GOAL OF THE EXERCISE.
Edit everything from "Sagan om konungens årsinkomst, Swedish" down to "translated to English." in the text about the album Sagan om konungens årsinkomst, changing "pun" to "play on words", and give that stretch again.

SOURCE DOCUMENT.
|---|
Studio album by Slagsmålsklubben
- Released: 15 October 2004
- Genre: Electro, synthpop
- Length: 45:08
- Label: Djur And Mir
- Producer: Slagsmålsklubben

Slagsmålsklubben chronology
| Den svenske disco (2003) | Sagan om konungens årsinkomst (2004) | Boss for Leader (2007) |

= Sagan om konungens årsinkomst =

Sagan om konungens årsinkomst, Swedish for "The Saga of the King's Annual Income", is the second full-length album by the Swedish synthpop group Slagsmålsklubben. The name is a pun on the Swedish name for The Return of the King, 'Sagan om konungens återkomst' (The Tale of the King's Return), with the word for 'return' replaced with the similar word årsinkomst meaning 'annual income' (The Tale of the King's Annual Income). The track list features the Swedish names, translated to English.
|---|
RECORD LIST.
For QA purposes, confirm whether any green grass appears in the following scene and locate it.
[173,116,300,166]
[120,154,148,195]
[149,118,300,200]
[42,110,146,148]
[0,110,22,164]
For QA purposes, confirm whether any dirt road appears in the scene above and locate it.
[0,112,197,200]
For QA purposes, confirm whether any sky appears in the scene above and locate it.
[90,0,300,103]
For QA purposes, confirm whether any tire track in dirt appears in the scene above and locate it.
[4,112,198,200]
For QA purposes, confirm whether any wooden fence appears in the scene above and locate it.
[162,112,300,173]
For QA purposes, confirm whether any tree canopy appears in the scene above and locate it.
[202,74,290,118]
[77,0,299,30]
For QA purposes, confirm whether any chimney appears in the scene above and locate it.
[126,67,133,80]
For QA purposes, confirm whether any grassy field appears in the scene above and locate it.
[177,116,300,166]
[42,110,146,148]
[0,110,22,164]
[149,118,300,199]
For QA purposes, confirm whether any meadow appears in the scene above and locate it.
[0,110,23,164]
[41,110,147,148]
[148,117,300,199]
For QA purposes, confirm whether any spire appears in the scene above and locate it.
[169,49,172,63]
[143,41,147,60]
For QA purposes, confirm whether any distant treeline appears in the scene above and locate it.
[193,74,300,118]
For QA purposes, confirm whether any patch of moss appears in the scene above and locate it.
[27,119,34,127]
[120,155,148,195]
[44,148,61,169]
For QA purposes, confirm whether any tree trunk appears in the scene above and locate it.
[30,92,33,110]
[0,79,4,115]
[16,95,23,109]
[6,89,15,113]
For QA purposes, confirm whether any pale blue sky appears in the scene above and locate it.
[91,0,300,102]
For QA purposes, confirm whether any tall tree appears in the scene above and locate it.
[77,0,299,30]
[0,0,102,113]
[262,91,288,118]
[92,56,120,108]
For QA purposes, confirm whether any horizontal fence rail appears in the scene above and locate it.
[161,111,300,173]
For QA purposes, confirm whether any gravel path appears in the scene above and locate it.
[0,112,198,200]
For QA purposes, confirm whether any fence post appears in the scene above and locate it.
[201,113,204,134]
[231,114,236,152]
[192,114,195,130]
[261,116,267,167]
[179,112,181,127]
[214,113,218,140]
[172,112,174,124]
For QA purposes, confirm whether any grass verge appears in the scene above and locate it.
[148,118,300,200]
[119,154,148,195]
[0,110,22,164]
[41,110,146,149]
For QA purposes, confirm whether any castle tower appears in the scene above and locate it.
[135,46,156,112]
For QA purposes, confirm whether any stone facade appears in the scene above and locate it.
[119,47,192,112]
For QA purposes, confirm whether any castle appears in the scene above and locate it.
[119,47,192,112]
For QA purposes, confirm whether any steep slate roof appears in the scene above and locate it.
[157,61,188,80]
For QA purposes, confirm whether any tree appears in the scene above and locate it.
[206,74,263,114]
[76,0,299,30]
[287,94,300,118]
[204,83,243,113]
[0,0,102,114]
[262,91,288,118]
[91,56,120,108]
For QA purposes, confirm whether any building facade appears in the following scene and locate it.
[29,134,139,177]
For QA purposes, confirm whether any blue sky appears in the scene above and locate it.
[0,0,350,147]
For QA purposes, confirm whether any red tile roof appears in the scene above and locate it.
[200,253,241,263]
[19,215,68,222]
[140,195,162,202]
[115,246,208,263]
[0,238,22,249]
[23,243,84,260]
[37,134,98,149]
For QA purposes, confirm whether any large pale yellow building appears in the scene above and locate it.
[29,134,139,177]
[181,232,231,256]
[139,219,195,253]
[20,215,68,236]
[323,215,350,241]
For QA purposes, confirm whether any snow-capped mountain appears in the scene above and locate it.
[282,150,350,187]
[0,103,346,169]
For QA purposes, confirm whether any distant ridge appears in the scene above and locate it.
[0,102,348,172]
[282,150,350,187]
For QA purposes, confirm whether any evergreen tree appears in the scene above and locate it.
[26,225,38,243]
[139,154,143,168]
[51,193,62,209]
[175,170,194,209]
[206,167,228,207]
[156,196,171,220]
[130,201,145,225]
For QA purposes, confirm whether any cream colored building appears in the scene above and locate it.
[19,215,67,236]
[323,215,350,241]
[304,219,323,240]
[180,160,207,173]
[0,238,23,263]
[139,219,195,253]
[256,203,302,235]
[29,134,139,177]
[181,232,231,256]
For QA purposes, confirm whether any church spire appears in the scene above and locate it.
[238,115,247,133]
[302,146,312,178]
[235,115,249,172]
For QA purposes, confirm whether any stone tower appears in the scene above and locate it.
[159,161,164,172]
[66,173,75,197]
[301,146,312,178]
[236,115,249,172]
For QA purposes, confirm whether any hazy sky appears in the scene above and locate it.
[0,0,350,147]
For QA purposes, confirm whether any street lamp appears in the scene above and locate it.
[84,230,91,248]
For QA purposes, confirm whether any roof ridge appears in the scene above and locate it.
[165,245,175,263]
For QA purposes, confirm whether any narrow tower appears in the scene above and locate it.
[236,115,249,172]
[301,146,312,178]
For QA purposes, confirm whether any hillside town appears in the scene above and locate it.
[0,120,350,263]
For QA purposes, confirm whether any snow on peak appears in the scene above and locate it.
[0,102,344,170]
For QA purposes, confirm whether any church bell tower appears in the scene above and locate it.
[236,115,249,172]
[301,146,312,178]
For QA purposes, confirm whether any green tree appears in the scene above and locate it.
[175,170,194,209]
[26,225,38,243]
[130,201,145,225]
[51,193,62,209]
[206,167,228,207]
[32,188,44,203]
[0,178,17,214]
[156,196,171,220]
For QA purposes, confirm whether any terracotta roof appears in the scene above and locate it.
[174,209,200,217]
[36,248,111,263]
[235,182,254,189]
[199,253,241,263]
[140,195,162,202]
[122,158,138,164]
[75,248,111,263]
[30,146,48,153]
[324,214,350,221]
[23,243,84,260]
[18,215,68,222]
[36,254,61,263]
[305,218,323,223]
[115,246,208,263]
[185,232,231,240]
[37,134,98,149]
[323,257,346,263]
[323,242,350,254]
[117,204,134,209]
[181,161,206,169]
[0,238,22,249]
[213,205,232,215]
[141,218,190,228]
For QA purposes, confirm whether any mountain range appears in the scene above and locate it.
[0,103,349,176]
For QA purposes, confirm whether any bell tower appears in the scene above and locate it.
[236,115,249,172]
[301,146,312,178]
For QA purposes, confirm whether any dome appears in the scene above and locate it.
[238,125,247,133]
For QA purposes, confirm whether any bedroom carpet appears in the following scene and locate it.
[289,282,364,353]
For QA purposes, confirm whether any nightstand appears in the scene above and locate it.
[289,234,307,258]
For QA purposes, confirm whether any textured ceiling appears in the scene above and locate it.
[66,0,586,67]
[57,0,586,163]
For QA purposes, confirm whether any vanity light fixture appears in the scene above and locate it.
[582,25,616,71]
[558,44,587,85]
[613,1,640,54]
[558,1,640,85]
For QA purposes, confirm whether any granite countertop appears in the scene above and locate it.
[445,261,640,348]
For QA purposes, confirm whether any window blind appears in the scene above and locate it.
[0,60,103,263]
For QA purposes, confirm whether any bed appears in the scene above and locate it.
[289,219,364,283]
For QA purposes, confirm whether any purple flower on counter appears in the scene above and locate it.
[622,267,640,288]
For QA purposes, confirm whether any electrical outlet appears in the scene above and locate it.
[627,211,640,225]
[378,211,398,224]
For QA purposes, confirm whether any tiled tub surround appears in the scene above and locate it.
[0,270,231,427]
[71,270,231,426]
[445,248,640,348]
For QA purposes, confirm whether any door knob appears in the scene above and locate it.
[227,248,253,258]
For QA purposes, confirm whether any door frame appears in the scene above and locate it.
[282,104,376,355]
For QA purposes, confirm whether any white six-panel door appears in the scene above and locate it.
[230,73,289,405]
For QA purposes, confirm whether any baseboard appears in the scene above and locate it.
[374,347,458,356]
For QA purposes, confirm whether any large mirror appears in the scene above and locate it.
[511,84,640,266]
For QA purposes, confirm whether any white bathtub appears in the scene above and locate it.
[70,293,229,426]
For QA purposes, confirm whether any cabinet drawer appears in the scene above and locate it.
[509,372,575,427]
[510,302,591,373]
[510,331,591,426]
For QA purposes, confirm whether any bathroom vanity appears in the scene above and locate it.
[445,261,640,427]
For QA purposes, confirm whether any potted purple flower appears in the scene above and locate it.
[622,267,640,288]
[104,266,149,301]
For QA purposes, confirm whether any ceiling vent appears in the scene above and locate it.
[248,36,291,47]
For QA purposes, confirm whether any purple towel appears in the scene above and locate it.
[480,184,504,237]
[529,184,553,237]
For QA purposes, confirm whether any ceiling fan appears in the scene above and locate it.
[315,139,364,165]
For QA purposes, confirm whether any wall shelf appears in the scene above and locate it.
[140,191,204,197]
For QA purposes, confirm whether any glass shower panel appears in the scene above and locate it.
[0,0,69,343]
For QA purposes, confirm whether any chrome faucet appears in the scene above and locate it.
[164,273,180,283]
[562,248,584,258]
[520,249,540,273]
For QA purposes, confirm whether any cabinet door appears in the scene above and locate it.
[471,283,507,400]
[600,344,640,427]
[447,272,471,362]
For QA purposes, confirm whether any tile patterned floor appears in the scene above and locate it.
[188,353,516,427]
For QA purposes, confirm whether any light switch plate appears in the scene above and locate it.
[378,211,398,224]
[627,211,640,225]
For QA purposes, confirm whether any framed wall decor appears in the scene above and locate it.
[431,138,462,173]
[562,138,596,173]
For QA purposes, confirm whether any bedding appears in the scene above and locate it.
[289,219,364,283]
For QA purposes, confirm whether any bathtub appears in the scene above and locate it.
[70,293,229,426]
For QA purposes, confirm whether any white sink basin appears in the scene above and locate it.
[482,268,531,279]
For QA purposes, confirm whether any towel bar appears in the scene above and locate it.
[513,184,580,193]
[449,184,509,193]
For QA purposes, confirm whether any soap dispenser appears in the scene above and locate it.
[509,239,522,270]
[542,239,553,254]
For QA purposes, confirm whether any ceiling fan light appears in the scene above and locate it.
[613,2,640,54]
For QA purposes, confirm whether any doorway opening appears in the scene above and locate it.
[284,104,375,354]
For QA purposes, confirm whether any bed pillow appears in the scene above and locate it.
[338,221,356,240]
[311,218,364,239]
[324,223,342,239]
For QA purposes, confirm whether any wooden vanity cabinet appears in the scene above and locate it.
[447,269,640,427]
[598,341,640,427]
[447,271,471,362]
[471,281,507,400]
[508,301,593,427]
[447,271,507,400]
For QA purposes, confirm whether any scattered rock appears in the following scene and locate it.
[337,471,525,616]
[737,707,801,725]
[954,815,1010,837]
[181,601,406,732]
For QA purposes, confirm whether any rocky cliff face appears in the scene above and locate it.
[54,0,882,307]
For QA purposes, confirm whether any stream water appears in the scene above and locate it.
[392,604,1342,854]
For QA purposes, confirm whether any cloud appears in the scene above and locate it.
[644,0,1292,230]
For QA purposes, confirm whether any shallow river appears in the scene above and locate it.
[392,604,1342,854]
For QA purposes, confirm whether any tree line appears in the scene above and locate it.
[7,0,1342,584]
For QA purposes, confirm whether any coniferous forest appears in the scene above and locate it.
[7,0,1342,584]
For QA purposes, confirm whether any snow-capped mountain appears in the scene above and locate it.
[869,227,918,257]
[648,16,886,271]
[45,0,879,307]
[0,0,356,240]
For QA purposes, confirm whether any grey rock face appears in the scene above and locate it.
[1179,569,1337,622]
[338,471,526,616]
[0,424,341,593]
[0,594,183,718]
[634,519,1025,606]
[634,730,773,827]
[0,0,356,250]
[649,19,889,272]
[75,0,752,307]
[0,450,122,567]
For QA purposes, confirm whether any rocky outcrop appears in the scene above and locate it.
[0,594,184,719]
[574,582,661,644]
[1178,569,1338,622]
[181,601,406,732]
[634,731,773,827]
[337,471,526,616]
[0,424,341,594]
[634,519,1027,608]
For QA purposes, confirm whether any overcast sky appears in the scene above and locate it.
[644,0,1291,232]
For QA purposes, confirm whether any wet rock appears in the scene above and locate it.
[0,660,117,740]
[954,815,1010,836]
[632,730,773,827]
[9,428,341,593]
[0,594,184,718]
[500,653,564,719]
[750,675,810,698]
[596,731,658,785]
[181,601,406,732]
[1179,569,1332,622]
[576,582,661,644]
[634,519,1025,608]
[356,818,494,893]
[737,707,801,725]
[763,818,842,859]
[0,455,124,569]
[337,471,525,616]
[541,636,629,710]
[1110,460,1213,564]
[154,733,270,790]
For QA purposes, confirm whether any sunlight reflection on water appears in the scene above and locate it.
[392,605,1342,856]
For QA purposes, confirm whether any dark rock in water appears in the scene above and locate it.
|---|
FULL SOLUTION.
Sagan om konungens årsinkomst, Swedish for "The Saga of the King's Annual Income", is the second full-length album by the Swedish synthpop group Slagsmålsklubben. The name is a play on words on the Swedish name for The Return of the King, 'Sagan om konungens återkomst' (The Tale of the King's Return), with the word for 'return' replaced with the similar word årsinkomst meaning 'annual income' (The Tale of the King's Annual Income). The track list features the Swedish names, translated to English.